↓↓↓
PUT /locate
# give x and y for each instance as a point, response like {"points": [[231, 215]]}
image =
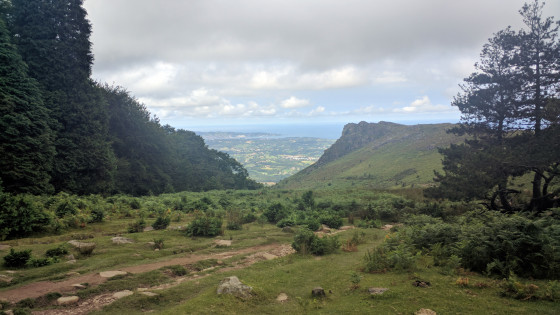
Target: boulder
{"points": [[121, 240], [377, 291], [232, 285], [67, 300], [318, 292], [110, 274], [121, 294]]}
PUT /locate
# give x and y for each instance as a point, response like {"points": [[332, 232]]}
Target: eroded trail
{"points": [[37, 289]]}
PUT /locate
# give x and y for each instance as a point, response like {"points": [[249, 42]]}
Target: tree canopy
{"points": [[510, 110]]}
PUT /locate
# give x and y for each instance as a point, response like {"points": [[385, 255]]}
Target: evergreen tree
{"points": [[26, 141]]}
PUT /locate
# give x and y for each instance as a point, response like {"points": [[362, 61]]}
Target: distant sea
{"points": [[313, 130], [324, 131]]}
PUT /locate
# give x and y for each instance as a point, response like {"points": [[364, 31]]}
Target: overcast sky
{"points": [[211, 62]]}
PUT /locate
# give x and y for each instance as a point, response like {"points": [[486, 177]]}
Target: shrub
{"points": [[21, 216], [331, 220], [205, 226], [161, 223], [17, 259], [57, 251], [305, 241], [137, 226]]}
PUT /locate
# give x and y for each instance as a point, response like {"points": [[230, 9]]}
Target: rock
{"points": [[232, 285], [377, 291], [282, 297], [121, 240], [421, 283], [226, 243], [147, 293], [5, 279], [318, 292], [67, 300], [121, 294], [110, 274], [268, 256]]}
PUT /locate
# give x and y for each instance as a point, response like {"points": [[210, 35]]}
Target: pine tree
{"points": [[26, 141]]}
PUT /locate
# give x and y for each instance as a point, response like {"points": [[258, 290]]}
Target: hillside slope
{"points": [[377, 155]]}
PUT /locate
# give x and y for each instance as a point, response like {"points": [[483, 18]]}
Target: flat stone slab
{"points": [[121, 240], [282, 297], [67, 300], [223, 242], [121, 294], [110, 274], [148, 293], [377, 291]]}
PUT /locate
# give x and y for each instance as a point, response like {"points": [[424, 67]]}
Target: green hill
{"points": [[377, 155]]}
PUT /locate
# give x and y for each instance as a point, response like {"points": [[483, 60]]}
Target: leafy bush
{"points": [[331, 220], [161, 223], [57, 251], [205, 226], [137, 226], [276, 212], [21, 216], [305, 241], [17, 259]]}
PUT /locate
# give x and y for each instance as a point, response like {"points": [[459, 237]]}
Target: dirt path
{"points": [[37, 289]]}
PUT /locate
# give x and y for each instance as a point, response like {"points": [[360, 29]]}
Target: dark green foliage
{"points": [[331, 220], [161, 223], [21, 216], [137, 226], [205, 226], [17, 259], [306, 242], [57, 251], [26, 140], [276, 212]]}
↑↑↑
What is required> Retype everything in the material word for word, minus pictures.

Expected answer>
PUT /locate
# give x and y for each instance as a point, response like {"points": [[231, 215]]}
image =
Target: boulder
{"points": [[121, 240], [377, 291], [232, 285], [67, 300], [318, 292], [110, 274], [121, 294]]}
PUT /locate
# give x and y for each instance as a point, response like {"points": [[332, 232]]}
Target: eroded trail
{"points": [[37, 289]]}
PUT /locate
# give x and y for each instance as a point, response like {"points": [[249, 42]]}
Target: tree canopy
{"points": [[510, 110]]}
PUT /locate
# give x and y for each instance as a point, response like {"points": [[385, 255]]}
Target: evergreen tree
{"points": [[26, 141]]}
PUT /locate
# give x and y for each instance as a point, response like {"points": [[362, 61]]}
Target: distant sea
{"points": [[313, 130], [324, 131]]}
PUT /locate
# give x and y for each instance as a point, response like {"points": [[364, 31]]}
Target: overcast sky
{"points": [[211, 62]]}
PUT /locate
# give x and y for each instance as a point, response like {"points": [[486, 177]]}
Target: shrub
{"points": [[21, 216], [331, 220], [205, 226], [161, 223], [17, 259], [57, 251], [305, 241], [137, 226]]}
PUT /locate
# give x and y for each instance as a point, response like {"points": [[230, 9]]}
Target: rock
{"points": [[232, 285], [377, 291], [282, 297], [121, 240], [421, 283], [226, 243], [147, 293], [5, 279], [318, 292], [67, 300], [121, 294], [110, 274], [268, 256]]}
PUT /locate
# give x and y for each instance as a point, response like {"points": [[210, 35]]}
Target: pine tree
{"points": [[26, 141]]}
PUT /locate
# give x and y for each instance as a point, response like {"points": [[258, 290]]}
Target: hillside slope
{"points": [[377, 155]]}
PUT /locate
# give x and y for each instance as a point, response like {"points": [[483, 18]]}
Target: flat stone slab
{"points": [[121, 240], [282, 297], [67, 300], [223, 242], [121, 294], [110, 274], [148, 293], [377, 291]]}
PUT /locate
# give x and y for each instance as a point, response like {"points": [[424, 67]]}
Target: green hill
{"points": [[377, 155]]}
PUT /locate
# give x and y for each instance as a point, response like {"points": [[483, 60]]}
Target: leafy bush
{"points": [[331, 220], [161, 223], [57, 251], [205, 226], [137, 226], [276, 212], [21, 216], [305, 241], [17, 259]]}
PUT /locate
# give x and y for each instance as a point, response like {"points": [[459, 237]]}
Target: dirt path
{"points": [[37, 289]]}
PUT /locate
# give x and y for each instance as a point, response like {"points": [[360, 29]]}
Target: dark green foliage
{"points": [[331, 220], [161, 223], [21, 216], [137, 226], [205, 226], [17, 259], [306, 242], [57, 251], [26, 140], [276, 212]]}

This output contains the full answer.